## START Text segment

The DOE liftoff report (the prior image) repeated all the work and modeling I put into my version. While at the DOE I spent weeks walking experts through the work I had done, introduced them to the private sector companies that were working on the hardware to make this happen, got everyone semi-comfortable with the idea, and was able to push this through for the DOE version above for the final commercial report. On a personal note, this was initially a side project (I made it in Python using ML tools, things that corps typically don’t allow, so it was a personal project). Then I brought it to work where the results took months to validate and socialize. I was the first one to make public that carbon fiber tube trailers for GH2 would render liquid hydrogen too expensive as a small-scale distribution method - making LH2 necessary only if an and use must use LH2. The implications here pushed the major projects in H2 in the EU to be gaseous (other than Linde-Daimler), and generally assured that the future of moving H2 in the EU is gaseous up until their H2 Backbone is developed.

The moral of the story: compressed gaseous hydrogen is the least-cost way to locally produce and move hydrogen at scales that aren’t industrial. Given that most new offtakers will be using small amounts of hydrogen rather than 300 tons per day, compressed gaseous hydrogen distribution is vital to the expansion of the hydrogen economy in advance of pipelines.

Wrapping it up

Getting to pipelines will require either a massive investment (think DOE H2Hubs) or a smaller-scale distribution method to reach the scales of pipeline. LH2 is not that method - there will be no new scalable small-scale offtake from LH2 given its cost.

## END Text segment
## START Material shown

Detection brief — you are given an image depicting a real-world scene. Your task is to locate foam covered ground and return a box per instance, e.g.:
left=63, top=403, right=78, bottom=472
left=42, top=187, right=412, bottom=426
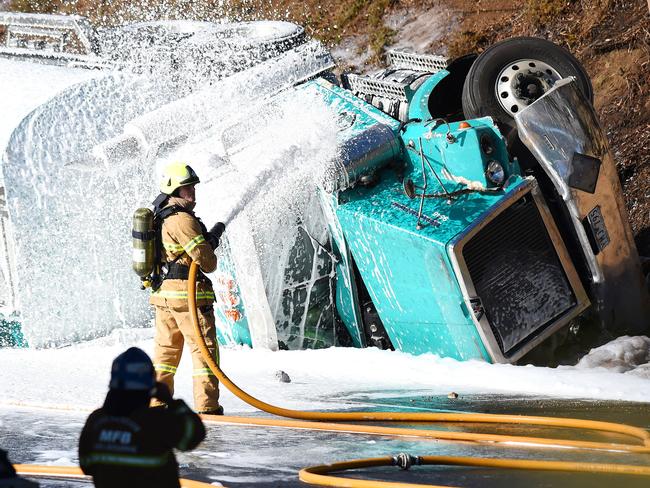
left=0, top=329, right=650, bottom=414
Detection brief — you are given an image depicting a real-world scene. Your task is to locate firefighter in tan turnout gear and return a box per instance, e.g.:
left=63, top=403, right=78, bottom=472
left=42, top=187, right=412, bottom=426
left=150, top=162, right=225, bottom=415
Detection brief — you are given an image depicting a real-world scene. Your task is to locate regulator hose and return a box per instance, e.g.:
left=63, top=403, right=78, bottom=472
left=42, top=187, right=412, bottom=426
left=187, top=262, right=650, bottom=487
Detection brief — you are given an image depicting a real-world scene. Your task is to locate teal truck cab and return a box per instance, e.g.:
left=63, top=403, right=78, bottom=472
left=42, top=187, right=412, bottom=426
left=214, top=38, right=649, bottom=363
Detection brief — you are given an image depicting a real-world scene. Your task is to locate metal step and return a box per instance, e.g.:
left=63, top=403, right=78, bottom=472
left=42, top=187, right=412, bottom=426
left=388, top=51, right=449, bottom=73
left=347, top=74, right=413, bottom=102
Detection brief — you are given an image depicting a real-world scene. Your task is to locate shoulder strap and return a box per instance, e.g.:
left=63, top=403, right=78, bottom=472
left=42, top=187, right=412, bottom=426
left=154, top=205, right=196, bottom=224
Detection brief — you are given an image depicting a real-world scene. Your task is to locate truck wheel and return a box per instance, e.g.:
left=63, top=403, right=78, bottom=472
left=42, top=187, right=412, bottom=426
left=462, top=37, right=593, bottom=133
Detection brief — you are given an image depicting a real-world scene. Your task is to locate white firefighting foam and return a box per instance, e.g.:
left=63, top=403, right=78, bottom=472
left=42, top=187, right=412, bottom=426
left=0, top=22, right=650, bottom=406
left=3, top=39, right=335, bottom=347
left=0, top=329, right=650, bottom=412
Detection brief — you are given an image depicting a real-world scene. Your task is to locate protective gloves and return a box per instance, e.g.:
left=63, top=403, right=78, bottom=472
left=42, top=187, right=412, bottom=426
left=151, top=381, right=174, bottom=405
left=206, top=222, right=226, bottom=250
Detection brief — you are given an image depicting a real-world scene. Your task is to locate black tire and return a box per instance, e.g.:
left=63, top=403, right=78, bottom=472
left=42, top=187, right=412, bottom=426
left=462, top=37, right=593, bottom=132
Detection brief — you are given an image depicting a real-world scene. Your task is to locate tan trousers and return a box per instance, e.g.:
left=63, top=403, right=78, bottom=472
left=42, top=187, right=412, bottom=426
left=152, top=305, right=219, bottom=412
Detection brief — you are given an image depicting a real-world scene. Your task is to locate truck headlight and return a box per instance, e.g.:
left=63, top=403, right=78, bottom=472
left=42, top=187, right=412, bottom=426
left=485, top=161, right=506, bottom=186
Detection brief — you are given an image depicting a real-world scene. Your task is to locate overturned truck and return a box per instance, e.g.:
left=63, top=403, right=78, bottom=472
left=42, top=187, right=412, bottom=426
left=213, top=38, right=650, bottom=362
left=0, top=14, right=650, bottom=363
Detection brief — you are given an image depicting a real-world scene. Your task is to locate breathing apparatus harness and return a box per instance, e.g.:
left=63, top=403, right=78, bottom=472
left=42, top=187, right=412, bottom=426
left=131, top=193, right=209, bottom=291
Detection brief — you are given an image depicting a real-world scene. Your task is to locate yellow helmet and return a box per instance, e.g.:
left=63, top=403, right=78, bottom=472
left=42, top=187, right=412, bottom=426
left=160, top=161, right=200, bottom=195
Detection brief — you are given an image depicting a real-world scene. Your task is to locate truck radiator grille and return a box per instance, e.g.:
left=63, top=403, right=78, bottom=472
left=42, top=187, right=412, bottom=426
left=463, top=194, right=577, bottom=356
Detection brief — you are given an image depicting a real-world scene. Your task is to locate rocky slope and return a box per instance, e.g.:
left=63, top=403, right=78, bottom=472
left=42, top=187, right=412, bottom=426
left=5, top=0, right=650, bottom=255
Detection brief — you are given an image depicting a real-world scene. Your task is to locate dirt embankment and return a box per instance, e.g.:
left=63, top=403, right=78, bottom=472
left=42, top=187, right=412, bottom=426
left=5, top=0, right=650, bottom=256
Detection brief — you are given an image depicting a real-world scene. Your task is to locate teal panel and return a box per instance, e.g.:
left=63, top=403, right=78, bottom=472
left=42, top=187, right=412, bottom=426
left=402, top=117, right=521, bottom=193
left=212, top=246, right=253, bottom=347
left=0, top=314, right=29, bottom=347
left=319, top=191, right=366, bottom=347
left=408, top=70, right=449, bottom=122
left=337, top=166, right=516, bottom=361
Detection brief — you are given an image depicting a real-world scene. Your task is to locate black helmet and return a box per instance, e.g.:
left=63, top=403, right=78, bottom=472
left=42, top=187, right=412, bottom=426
left=109, top=347, right=156, bottom=392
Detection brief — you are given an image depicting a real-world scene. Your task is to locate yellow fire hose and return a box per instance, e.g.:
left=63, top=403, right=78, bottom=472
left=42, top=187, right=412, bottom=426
left=187, top=262, right=650, bottom=487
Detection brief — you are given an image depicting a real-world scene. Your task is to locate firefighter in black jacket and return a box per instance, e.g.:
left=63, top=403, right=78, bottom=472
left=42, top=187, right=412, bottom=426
left=79, top=347, right=205, bottom=488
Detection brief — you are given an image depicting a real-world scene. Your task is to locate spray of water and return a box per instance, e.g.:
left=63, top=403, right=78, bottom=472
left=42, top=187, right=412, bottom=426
left=3, top=22, right=335, bottom=347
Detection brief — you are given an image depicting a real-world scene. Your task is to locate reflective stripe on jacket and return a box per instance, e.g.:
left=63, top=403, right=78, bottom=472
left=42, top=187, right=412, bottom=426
left=149, top=197, right=217, bottom=308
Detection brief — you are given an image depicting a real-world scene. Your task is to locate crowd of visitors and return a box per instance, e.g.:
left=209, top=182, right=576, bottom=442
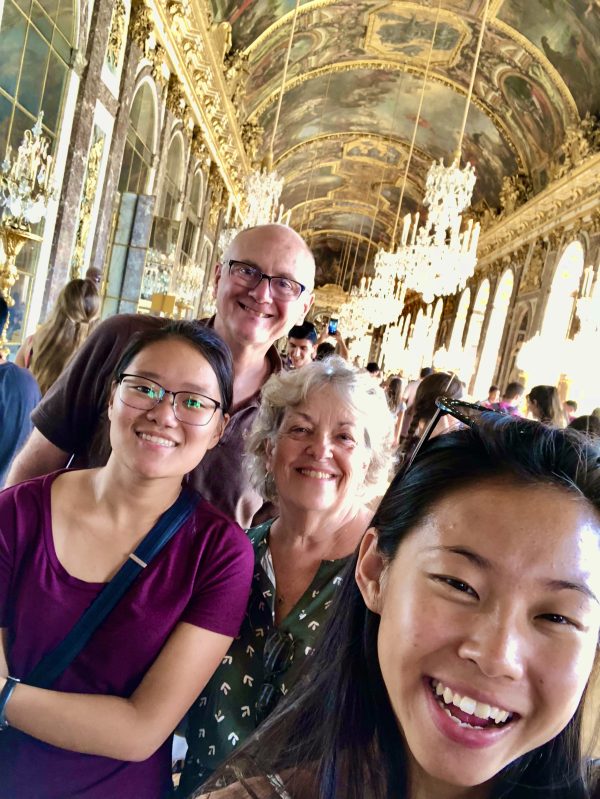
left=0, top=220, right=600, bottom=799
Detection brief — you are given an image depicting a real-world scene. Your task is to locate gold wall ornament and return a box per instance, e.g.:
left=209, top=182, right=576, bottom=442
left=129, top=0, right=154, bottom=51
left=165, top=75, right=187, bottom=119
left=209, top=20, right=232, bottom=62
left=242, top=122, right=265, bottom=163
left=192, top=125, right=211, bottom=167
left=106, top=0, right=127, bottom=72
left=71, top=130, right=106, bottom=279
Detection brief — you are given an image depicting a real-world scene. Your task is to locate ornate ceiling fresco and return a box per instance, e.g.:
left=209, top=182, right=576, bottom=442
left=213, top=0, right=600, bottom=282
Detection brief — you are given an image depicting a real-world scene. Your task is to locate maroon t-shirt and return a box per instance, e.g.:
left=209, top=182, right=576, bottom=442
left=31, top=314, right=281, bottom=528
left=0, top=473, right=254, bottom=799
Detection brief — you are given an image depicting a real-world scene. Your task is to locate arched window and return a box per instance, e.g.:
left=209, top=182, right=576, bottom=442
left=473, top=269, right=515, bottom=397
left=0, top=0, right=77, bottom=347
left=119, top=81, right=156, bottom=194
left=463, top=278, right=490, bottom=386
left=161, top=135, right=183, bottom=219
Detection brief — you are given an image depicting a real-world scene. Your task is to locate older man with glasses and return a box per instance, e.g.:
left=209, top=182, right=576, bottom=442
left=7, top=225, right=315, bottom=527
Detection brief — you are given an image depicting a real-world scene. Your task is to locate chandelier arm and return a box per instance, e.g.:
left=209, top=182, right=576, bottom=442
left=390, top=0, right=442, bottom=251
left=298, top=70, right=333, bottom=235
left=347, top=217, right=368, bottom=293
left=268, top=0, right=300, bottom=161
left=455, top=0, right=490, bottom=160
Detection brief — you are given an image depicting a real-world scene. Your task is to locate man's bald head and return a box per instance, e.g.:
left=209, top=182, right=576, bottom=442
left=222, top=222, right=315, bottom=291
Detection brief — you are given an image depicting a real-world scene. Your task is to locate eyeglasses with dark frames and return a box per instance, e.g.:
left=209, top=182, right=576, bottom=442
left=227, top=260, right=306, bottom=302
left=403, top=397, right=506, bottom=473
left=255, top=628, right=294, bottom=723
left=117, top=372, right=221, bottom=427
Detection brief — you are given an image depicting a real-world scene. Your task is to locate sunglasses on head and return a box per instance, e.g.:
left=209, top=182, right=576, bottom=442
left=404, top=397, right=506, bottom=472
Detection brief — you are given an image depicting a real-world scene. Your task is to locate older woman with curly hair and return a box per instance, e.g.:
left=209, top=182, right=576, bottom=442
left=179, top=356, right=393, bottom=795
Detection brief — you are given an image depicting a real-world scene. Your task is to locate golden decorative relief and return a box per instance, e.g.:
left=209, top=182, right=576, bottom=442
left=71, top=125, right=106, bottom=278
left=365, top=0, right=471, bottom=67
left=129, top=0, right=154, bottom=55
left=519, top=246, right=548, bottom=294
left=106, top=0, right=127, bottom=72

## END Material shown

▸ **Tasks to perform**:
1. According to the hydrogen passage, what is the least-cost way to locally produce and move hydrogen at scales that aren't industrial?
2. Carry the hydrogen passage forward from its final sentence.
The material is separate from the hydrogen passage and is not connected to it.

▸ **Outputs by task**:
1. Compressed gaseous hydrogen.

2.
In the US, the major gating item is now the US Department of Transportation to expand the allowable use of high-pressure GH2. There is no standard process of pathway to approve of new hydrogen pressure vessels, so it’s all bespoke, extremely costly, and somewhat capriciously up to whoever gets the case. Once DOT makes this change, expect the US to enjoy the same low-cost gaseous hydrogen distribution that the EU has for years. If DOT doesn’t make the change, expect the DOE hydrogen hubs to be the last stand for the US to develop any hydrogen ecosystem.

Appendix

Other ways of moving hydrogen

Ammonia

In the EU the generally consensus seems to be “ammonia is a good hydrogen vector now—we will need a better one later and it could be large-scale LH2.” In the US we are still stuck on ammonia because we don’t have to deal with it on the delivery side. Ammonia loses 15% or more of its energy on the other side if converted back to hydrogen – a problem if you are delivering it as fuel to an energy-poor area. Using ammonia directly without reconverting to H2 is great energetically, but using ammonia directly is problematic – particularly as a vehicle fuel. It turns out that exposure to 0.1% ammonia vapors will kill you in a few minutes, so using it in vehicles that frequently crash is not advised.

Liquid Organic Hydrogen Carrier (LOHC)

Nothing about this makes sense. The carrier itself is expensive and has to be regenerated frequently, the weight percent of the carrier requires a significantly larger number of ships to move the H2, and it must be converted at the end by providing a prodigious amount of heat to the LOHC at the end site. The offgas rate of getting the hydrogen out of the LOHC is also terrible, so the expensive carrier and the equipment to offgas the H2 don’t get well capitalized. The money just doesn’t work out. To me, LOHC is the zombie that just can’t be put down. New catalysts might change that, but until I see further details I’m not convinced.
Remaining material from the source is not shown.